TASK DETAILS:
Copy out, word for word, the part of the items that opens with their very first line and closes with the line containing "325 133 1229 524", including both of those lines.

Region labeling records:
* * * * *

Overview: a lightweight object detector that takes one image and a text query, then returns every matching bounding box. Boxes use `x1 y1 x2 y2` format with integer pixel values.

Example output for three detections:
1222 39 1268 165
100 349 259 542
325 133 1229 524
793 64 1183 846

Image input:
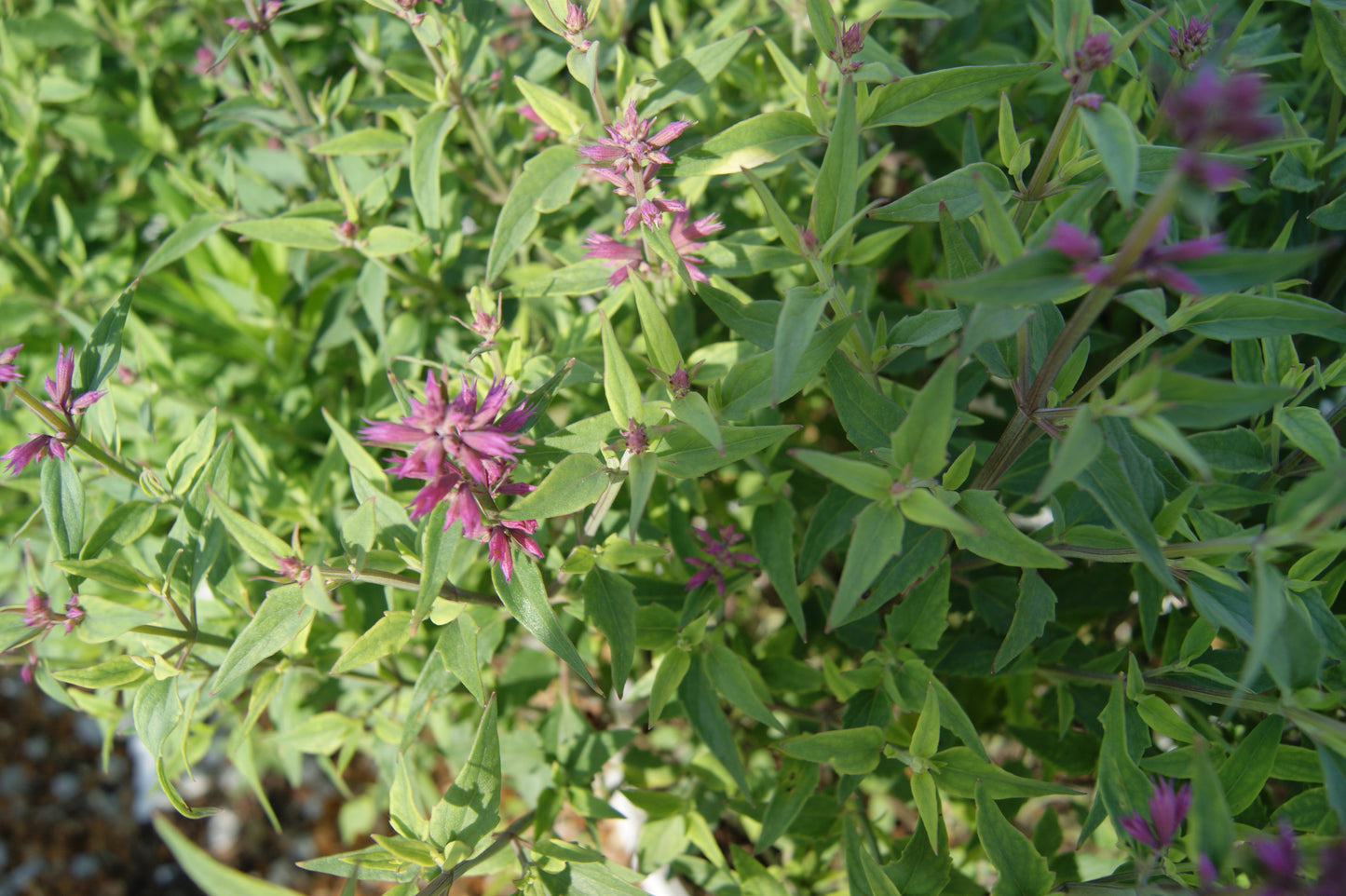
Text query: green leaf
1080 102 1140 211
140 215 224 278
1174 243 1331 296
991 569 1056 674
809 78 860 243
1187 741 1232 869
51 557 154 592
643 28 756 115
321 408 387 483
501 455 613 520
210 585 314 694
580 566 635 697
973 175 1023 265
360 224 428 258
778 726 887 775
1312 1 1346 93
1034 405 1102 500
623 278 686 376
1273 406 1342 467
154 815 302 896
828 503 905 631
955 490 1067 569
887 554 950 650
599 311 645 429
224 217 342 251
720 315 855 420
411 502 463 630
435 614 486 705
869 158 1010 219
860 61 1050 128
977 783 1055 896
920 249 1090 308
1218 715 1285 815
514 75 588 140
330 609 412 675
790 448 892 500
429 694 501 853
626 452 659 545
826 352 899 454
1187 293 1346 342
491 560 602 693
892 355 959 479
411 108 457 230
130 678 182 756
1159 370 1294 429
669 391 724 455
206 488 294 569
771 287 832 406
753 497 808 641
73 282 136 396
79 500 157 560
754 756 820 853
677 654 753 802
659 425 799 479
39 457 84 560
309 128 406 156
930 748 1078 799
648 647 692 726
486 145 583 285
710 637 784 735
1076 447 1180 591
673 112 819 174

* * * * *

THE REPLY:
Overview: a lightweight object detector that takes one image and a text query, then returns every matching bounding box. Boxes use `x1 y1 x2 y2` format with integer pixel values.

Example output for three detections:
1222 39 1268 165
100 349 259 542
325 133 1229 524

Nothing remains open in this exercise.